> EXTRAIT DU TEXTE
- - -

5, 4, 3, 2, 1… Boum ! La terreur féministe d’Irene

Aborder le sujet de la violence des femmes revient à briser le grand tabou et il faut se préparer à une levée de boucliers en règle. Pourquoi ? parce que femmes et violence sont deux mots qui ne font pas bon ménage si on veut rester fréquentable, continuer d’être audible par la société civile. Cette association fait tant trembler qu’elle paralyse le débat et empêche de s’interroger sur la nature de cette violence : comment elle a été construite dans l’Histoire, comment elle a été représentée, et sur les raisons d’être de cette violence.

La militante féministe Irene revient sur un sujet qui fâche, histoire de sortir une bonne fois pour toute de l’interdit qui frappe ce débat au cœur même du mouvement féministe. Elle a souhaité écrire un ouvrage accessible à un large public, pour lequel elle s’est documentée pendant un an. Des femmes de tous horizons, de son histoire familiale, de la peinture du 16e siècle, de la littérature populaire, des mouvements politiques du 20e siècle, se croisent et démocratisent l’idée que la violence des femmes n’est pas exceptionnelle, et qu’on devrait arrêter de s’en excuser quand elle est si légitime.

- - -

> DONNÉES FOURNIES
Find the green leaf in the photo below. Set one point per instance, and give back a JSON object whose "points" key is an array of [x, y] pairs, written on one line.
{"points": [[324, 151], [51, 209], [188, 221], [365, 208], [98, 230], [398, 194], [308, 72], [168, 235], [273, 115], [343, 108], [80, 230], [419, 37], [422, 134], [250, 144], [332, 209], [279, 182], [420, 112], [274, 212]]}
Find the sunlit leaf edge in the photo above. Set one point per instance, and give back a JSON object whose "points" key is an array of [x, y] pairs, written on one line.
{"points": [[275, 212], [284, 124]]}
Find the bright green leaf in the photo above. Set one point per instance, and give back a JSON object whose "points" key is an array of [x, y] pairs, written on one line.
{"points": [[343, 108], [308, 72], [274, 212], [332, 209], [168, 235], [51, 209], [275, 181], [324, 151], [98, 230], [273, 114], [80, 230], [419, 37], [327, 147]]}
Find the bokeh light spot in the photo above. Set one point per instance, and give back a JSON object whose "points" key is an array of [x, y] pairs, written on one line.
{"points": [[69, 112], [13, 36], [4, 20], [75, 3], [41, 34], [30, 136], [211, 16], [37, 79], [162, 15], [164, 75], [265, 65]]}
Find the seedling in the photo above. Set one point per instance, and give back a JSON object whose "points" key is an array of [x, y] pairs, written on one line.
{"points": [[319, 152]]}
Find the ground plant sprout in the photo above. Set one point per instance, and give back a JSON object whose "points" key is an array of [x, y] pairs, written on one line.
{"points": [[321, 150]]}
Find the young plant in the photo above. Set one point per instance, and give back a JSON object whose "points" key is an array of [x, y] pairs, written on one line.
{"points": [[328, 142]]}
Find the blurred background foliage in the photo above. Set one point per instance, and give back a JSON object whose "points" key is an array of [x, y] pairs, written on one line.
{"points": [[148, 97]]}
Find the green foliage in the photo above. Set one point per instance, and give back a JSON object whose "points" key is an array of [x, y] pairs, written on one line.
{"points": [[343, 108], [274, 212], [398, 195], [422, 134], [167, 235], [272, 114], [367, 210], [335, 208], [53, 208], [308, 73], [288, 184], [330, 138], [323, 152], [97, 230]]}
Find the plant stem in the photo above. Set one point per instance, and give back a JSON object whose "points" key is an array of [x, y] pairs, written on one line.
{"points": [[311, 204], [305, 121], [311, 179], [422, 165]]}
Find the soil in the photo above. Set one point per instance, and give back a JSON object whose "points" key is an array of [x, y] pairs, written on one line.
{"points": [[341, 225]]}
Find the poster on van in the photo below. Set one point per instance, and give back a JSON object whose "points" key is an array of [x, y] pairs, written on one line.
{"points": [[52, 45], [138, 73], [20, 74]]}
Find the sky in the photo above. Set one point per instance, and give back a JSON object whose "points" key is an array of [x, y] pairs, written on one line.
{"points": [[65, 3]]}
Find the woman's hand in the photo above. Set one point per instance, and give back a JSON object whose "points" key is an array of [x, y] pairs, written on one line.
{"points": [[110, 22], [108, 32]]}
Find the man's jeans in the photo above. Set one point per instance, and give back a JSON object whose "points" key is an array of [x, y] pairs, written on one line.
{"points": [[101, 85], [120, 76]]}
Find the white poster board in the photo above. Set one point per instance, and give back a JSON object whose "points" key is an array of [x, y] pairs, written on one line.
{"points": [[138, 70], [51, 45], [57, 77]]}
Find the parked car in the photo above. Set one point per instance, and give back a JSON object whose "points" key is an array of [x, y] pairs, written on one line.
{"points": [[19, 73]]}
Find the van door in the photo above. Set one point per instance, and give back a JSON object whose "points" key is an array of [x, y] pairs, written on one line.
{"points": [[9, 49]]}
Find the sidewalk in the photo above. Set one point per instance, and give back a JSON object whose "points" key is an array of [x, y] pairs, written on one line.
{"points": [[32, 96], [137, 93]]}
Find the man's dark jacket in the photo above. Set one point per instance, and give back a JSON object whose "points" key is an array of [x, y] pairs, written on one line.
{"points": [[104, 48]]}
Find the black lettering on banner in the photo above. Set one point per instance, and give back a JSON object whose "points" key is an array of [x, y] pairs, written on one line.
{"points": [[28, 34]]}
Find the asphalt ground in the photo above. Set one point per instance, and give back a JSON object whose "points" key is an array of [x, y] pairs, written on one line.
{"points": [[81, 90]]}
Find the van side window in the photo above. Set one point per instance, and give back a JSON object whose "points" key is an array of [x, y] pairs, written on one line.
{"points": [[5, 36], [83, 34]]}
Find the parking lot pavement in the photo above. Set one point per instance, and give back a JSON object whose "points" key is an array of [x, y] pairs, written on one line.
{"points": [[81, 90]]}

- - -

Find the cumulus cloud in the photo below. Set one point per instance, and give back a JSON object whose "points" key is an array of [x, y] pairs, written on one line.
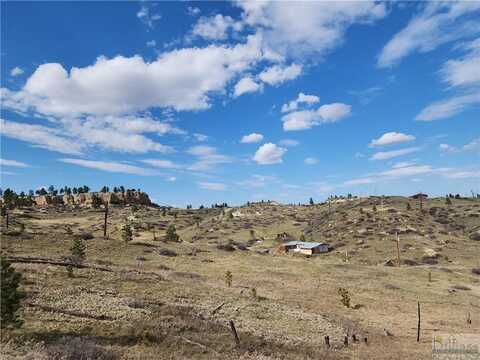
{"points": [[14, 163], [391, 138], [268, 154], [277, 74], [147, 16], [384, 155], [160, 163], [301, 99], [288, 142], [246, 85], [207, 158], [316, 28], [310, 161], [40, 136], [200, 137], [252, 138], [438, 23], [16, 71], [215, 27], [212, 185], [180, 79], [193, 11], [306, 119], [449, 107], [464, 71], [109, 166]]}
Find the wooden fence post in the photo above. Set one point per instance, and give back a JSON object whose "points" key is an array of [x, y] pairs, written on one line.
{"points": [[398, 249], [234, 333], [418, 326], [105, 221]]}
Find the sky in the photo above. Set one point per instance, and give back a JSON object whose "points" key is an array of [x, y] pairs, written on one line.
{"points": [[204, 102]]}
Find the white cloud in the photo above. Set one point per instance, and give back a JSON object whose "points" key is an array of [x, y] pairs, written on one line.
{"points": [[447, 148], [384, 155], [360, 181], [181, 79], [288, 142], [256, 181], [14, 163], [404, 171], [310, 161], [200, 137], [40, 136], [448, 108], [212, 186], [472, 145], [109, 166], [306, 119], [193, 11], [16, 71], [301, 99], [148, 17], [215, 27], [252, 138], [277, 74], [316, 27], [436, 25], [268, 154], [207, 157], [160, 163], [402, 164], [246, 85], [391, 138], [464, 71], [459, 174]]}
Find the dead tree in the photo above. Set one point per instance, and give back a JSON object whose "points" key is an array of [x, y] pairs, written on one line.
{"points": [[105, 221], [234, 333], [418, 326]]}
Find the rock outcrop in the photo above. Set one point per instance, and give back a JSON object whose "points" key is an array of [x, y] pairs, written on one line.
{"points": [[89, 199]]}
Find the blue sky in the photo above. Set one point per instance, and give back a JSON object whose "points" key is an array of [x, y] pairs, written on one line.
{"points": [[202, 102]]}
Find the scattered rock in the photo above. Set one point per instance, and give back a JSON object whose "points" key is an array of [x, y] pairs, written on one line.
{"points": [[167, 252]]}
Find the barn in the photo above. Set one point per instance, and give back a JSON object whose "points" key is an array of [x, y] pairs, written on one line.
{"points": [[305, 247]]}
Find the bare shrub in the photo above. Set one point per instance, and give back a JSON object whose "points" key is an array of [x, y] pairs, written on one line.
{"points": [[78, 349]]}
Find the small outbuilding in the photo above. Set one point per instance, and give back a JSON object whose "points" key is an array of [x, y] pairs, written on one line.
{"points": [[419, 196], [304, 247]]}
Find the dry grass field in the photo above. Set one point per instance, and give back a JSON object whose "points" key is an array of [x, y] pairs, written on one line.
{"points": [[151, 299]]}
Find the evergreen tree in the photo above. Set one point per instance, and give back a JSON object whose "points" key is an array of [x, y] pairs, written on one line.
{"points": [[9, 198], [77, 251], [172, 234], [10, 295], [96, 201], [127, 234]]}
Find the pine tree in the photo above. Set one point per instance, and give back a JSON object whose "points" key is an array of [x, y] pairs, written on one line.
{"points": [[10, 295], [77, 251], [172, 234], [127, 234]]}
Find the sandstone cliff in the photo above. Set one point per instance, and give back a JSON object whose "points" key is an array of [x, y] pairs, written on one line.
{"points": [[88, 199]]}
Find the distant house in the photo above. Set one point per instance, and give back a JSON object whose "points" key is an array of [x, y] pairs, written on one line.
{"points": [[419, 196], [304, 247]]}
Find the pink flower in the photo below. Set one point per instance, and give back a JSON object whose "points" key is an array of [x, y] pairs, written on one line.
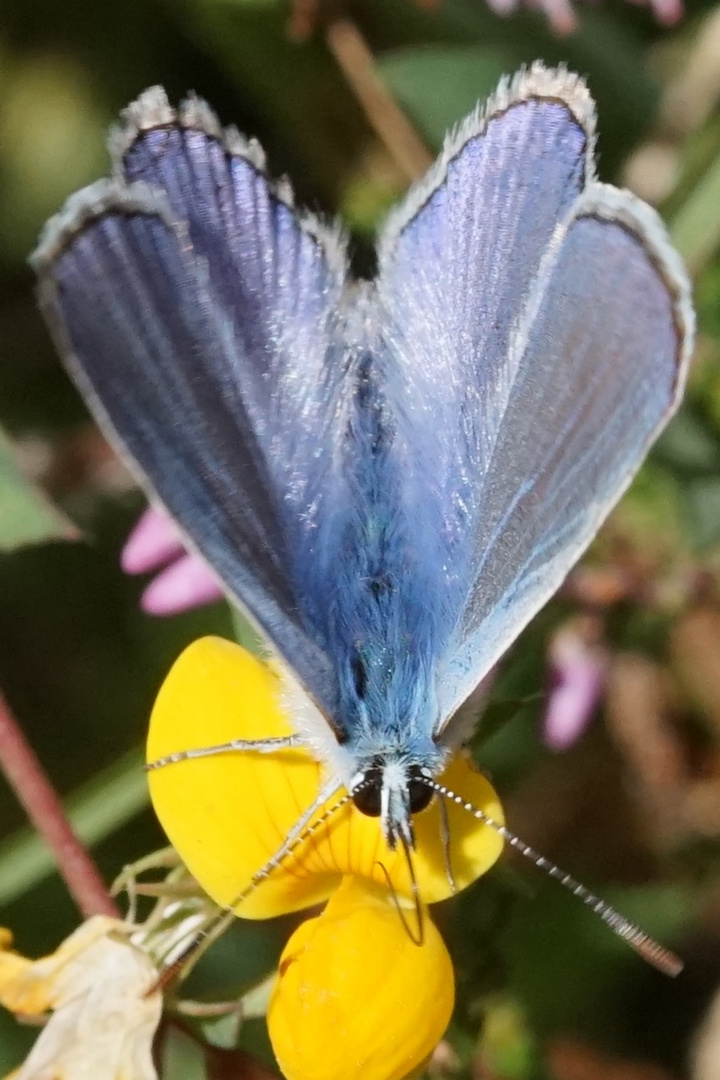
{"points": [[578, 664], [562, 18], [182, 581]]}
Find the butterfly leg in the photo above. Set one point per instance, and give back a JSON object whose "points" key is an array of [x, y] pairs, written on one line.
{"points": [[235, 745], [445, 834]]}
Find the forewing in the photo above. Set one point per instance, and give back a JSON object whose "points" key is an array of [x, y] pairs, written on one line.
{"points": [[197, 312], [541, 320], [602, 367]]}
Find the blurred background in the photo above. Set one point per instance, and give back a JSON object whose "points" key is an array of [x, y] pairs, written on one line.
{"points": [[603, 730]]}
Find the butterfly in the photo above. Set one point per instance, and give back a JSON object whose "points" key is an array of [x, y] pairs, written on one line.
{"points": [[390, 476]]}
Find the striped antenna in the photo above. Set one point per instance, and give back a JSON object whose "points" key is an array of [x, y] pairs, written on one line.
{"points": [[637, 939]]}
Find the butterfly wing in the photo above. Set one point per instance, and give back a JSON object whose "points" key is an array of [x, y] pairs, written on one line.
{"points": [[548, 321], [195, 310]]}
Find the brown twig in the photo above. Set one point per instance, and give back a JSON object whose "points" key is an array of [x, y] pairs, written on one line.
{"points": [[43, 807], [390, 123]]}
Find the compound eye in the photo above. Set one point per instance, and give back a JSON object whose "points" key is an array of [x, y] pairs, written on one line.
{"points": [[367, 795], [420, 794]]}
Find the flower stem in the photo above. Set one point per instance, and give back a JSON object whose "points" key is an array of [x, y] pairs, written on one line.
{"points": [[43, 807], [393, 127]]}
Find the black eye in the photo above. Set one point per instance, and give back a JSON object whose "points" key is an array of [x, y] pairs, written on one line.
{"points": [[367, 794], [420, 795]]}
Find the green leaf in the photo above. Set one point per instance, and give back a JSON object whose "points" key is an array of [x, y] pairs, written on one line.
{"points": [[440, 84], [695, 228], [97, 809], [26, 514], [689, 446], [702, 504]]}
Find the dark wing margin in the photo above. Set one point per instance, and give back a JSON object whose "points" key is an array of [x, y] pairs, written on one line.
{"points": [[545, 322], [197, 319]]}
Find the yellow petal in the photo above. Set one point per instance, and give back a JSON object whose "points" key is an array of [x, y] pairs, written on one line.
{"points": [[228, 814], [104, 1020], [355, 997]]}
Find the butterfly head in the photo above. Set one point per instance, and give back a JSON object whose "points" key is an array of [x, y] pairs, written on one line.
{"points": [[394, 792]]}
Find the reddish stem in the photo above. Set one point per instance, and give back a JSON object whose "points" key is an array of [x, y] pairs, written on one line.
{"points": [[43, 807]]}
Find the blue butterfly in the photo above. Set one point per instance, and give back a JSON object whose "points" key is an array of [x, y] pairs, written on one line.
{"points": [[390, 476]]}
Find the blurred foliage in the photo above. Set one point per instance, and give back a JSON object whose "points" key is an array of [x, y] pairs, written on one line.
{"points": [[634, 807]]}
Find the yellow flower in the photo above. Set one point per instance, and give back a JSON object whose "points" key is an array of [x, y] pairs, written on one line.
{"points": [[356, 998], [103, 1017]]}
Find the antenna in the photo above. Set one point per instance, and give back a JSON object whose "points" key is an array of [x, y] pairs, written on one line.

- - -

> CONSIGNES
(a) Recopiez le passage de l'extrait sur la violence des femmes allant de « 5, 4, 3, 2, 1… » jusqu'à « de cette violence. », en substituant « non-dit » à « tabou ».
(b) Répondez brièvement, d'après l'extrait sur la violence des femmes :
(i) À quoi faut-il se préparer quand on aborde ce sujet ?
(ii) Pendant combien de temps Irene s'est-elle documentée pour son ouvrage ?
(iii) De quel siècle date la peinture évoquée ?

> CORRIGÉS PAR TÂCHE
(a)
5, 4, 3, 2, 1… Boum ! La terreur féministe d’Irene

Aborder le sujet de la violence des femmes revient à briser le grand non-dit et il faut se préparer à une levée de boucliers en règle. Pourquoi ? parce que femmes et violence sont deux mots qui ne font pas bon ménage si on veut rester fréquentable, continuer d’être audible par la société civile. Cette association fait tant trembler qu’elle paralyse le débat et empêche de s’interroger sur la nature de cette violence : comment elle a été construite dans l’Histoire, comment elle a été représentée, et sur les raisons d’être de cette violence.

(b)
(i) À une levée de boucliers en règle.
(ii) Pendant un an.
(iii) Du 16e siècle.